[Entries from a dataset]
§ §

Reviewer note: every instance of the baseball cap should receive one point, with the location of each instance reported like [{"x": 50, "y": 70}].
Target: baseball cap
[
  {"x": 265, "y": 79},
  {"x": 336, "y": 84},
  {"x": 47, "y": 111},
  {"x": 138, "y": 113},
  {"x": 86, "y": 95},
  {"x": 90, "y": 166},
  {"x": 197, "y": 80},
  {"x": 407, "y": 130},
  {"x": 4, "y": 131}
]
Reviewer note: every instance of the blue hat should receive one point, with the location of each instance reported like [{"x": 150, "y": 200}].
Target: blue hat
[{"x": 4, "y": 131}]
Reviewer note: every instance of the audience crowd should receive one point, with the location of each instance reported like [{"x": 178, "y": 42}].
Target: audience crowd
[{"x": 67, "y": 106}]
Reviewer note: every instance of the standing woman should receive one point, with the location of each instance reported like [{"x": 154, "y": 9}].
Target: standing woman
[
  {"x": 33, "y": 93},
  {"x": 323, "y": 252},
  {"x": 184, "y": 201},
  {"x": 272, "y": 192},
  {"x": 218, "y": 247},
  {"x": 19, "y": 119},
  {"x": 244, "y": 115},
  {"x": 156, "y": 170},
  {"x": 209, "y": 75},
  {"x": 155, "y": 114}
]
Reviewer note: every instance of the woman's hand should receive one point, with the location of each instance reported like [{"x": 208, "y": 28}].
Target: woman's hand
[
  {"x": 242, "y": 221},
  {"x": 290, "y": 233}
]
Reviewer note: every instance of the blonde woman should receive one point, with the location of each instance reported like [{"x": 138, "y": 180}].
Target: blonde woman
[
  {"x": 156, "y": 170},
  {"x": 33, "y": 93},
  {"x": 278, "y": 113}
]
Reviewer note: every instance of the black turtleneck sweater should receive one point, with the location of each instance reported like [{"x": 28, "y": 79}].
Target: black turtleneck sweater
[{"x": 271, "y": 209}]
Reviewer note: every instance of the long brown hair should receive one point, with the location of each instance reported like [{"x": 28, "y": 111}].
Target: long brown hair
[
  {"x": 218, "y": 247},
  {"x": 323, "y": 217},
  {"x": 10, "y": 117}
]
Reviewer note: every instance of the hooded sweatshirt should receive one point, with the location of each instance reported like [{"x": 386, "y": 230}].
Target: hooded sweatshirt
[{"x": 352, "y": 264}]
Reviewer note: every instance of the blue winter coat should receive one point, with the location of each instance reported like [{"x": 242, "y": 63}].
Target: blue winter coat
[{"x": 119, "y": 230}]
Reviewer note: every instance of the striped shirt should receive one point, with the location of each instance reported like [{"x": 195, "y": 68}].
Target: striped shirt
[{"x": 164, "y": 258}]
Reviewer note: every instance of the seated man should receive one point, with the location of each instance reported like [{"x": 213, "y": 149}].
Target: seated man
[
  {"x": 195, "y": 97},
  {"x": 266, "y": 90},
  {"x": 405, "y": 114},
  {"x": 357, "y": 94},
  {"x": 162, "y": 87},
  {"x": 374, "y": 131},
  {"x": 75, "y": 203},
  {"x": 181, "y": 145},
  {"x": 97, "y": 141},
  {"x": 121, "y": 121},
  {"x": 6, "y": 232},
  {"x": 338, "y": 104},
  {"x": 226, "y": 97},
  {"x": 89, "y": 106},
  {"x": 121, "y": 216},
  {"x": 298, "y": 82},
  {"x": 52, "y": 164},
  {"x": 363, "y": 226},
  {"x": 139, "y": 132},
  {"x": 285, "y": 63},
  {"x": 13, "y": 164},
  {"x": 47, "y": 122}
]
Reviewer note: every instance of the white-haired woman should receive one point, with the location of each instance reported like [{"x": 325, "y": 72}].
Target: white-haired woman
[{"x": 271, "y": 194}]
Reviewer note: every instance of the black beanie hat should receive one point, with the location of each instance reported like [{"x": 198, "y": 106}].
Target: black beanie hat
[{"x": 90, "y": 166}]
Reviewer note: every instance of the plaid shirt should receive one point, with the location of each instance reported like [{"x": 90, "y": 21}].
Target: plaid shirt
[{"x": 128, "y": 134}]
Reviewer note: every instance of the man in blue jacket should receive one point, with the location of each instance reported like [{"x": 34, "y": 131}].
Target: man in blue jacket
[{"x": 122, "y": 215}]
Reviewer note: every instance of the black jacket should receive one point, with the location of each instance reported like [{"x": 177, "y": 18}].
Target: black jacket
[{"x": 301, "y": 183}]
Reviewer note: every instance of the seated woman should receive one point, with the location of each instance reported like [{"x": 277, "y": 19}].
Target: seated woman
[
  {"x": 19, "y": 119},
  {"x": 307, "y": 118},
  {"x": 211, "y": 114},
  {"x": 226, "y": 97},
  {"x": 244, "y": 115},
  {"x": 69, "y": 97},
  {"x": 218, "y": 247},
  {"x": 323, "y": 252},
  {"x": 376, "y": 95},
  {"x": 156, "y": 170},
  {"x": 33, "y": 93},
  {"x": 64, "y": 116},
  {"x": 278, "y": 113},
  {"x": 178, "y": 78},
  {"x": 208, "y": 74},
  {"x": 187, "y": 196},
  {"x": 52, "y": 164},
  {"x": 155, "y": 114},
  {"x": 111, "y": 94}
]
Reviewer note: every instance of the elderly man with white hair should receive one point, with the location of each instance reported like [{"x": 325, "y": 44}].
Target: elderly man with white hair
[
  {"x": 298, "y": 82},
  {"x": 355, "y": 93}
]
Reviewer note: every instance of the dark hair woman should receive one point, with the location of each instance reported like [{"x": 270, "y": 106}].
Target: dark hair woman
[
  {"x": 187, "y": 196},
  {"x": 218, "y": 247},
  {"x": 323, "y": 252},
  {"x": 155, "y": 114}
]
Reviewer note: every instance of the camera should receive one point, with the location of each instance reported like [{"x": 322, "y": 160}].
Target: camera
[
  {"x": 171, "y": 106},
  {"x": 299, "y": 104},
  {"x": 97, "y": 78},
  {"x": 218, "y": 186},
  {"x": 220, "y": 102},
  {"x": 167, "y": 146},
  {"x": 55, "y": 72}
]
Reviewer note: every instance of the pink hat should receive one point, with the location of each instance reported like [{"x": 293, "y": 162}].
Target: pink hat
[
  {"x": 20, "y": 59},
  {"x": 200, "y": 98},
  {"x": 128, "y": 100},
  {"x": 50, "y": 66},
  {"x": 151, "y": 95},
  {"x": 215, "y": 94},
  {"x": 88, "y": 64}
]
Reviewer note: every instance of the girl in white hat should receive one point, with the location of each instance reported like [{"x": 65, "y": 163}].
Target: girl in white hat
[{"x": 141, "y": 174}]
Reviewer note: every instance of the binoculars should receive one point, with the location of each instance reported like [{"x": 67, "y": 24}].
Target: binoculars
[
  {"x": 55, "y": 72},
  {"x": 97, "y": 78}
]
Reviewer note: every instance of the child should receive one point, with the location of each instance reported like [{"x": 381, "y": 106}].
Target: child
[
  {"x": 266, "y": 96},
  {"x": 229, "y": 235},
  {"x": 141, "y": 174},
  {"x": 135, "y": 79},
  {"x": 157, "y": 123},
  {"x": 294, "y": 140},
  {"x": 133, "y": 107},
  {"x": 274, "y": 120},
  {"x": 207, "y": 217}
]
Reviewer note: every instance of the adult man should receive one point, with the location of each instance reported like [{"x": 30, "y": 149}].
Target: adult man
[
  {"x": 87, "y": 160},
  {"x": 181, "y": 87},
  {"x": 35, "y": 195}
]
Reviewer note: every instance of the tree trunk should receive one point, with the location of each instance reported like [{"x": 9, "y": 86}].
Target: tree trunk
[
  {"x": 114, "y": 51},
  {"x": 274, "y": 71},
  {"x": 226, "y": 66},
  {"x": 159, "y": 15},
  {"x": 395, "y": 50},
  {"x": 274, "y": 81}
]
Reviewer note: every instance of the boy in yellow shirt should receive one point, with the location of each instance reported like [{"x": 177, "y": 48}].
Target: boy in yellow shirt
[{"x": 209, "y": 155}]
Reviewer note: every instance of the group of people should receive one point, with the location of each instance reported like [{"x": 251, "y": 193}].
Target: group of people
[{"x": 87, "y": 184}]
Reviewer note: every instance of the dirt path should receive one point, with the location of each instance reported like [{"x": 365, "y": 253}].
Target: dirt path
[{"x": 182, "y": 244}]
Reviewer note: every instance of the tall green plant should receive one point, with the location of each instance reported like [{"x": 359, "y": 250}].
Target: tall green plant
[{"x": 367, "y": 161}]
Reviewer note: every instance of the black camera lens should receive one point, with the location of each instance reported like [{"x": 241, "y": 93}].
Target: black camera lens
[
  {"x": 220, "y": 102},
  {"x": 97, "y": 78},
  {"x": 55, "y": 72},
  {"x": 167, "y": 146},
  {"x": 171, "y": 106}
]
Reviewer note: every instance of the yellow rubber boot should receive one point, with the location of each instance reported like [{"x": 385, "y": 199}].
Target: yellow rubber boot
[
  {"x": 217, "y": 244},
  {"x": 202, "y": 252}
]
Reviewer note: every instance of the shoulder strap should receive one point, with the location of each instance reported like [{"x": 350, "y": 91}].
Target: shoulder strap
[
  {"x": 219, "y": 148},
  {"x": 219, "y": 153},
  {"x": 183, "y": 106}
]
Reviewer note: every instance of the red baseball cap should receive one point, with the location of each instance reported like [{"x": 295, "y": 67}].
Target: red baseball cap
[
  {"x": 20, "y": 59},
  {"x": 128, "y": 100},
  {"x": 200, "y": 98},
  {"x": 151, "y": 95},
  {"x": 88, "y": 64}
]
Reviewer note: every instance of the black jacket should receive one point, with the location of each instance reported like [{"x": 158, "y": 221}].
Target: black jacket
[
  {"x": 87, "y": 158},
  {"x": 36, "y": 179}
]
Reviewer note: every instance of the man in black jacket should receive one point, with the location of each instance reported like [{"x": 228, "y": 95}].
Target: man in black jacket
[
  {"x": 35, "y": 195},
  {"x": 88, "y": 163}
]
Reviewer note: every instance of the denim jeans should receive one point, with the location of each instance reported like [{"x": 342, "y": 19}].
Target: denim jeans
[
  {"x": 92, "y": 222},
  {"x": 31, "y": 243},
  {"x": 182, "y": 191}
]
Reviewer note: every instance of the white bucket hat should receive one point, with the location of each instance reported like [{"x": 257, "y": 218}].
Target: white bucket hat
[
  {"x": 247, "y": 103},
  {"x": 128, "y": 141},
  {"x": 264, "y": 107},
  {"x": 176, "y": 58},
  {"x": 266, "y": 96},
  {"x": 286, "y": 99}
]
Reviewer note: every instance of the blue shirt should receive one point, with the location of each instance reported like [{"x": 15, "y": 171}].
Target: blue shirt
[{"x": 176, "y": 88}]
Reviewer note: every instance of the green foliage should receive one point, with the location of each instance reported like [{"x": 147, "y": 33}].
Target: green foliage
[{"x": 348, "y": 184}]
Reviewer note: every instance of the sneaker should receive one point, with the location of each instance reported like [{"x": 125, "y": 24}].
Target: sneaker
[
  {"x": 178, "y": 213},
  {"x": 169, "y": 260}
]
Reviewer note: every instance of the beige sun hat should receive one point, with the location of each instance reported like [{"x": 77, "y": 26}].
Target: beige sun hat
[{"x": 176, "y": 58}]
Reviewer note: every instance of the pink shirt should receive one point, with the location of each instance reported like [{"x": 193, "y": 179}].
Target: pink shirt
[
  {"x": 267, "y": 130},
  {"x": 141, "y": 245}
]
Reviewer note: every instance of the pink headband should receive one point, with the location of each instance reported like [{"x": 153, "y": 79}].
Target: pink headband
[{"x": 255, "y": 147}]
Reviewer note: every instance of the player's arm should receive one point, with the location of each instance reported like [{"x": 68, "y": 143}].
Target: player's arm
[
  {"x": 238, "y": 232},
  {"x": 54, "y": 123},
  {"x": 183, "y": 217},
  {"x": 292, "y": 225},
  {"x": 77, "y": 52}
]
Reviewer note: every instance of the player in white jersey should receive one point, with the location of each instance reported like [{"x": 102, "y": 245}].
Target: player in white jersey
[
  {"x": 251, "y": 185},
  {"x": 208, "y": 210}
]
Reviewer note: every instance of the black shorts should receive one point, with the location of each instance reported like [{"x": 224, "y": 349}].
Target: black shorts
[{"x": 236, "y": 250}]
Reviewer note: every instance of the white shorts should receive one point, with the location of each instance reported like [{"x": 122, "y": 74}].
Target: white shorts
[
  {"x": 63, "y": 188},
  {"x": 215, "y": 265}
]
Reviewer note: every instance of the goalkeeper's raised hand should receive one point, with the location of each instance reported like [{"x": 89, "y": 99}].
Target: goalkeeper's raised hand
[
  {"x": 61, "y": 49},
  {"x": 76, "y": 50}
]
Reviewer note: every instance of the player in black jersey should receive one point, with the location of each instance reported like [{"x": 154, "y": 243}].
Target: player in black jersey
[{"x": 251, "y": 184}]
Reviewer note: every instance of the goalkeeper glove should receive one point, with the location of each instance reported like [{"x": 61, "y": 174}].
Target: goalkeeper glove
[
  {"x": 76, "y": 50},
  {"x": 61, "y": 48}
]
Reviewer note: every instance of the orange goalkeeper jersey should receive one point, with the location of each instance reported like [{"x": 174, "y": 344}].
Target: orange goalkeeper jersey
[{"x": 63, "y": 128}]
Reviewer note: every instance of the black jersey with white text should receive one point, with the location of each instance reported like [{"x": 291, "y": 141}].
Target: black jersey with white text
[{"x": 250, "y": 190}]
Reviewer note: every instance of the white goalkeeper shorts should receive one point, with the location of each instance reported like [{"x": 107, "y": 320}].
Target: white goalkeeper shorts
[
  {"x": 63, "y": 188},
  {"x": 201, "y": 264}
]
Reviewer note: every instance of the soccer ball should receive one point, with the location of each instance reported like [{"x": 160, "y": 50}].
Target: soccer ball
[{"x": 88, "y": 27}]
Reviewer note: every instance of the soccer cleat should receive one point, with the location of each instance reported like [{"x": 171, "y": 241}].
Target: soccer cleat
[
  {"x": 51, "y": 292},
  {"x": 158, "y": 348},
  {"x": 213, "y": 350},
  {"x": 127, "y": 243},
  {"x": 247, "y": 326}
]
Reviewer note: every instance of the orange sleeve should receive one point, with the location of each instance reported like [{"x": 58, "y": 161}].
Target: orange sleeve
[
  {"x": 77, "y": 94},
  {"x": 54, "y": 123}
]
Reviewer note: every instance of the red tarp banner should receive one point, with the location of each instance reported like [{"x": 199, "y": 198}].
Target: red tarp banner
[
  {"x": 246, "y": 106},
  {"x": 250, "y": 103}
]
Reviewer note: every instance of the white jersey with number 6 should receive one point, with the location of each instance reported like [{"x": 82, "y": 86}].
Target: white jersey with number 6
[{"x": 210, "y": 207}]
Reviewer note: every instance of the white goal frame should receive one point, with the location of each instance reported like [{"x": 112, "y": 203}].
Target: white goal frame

§ §

YOUR TASK:
Begin with the line containing "Reviewer note: every instance of the red tarp" and repeat each line exactly until the records above end.

THE ANSWER:
Reviewer note: every instance of the red tarp banner should receive one point, with the location of each instance reported like [{"x": 199, "y": 198}].
Target: red tarp banner
[
  {"x": 246, "y": 106},
  {"x": 250, "y": 103}
]
Reviewer note: every instance of the white jersey with number 6 should receive one point, with the location of each instance reported like [{"x": 82, "y": 86}].
Target: white jersey with number 6
[{"x": 210, "y": 207}]
Reviewer note: every instance of the white goal frame should receive one point, with the location of each instance reported like [{"x": 112, "y": 203}].
Target: white goal frame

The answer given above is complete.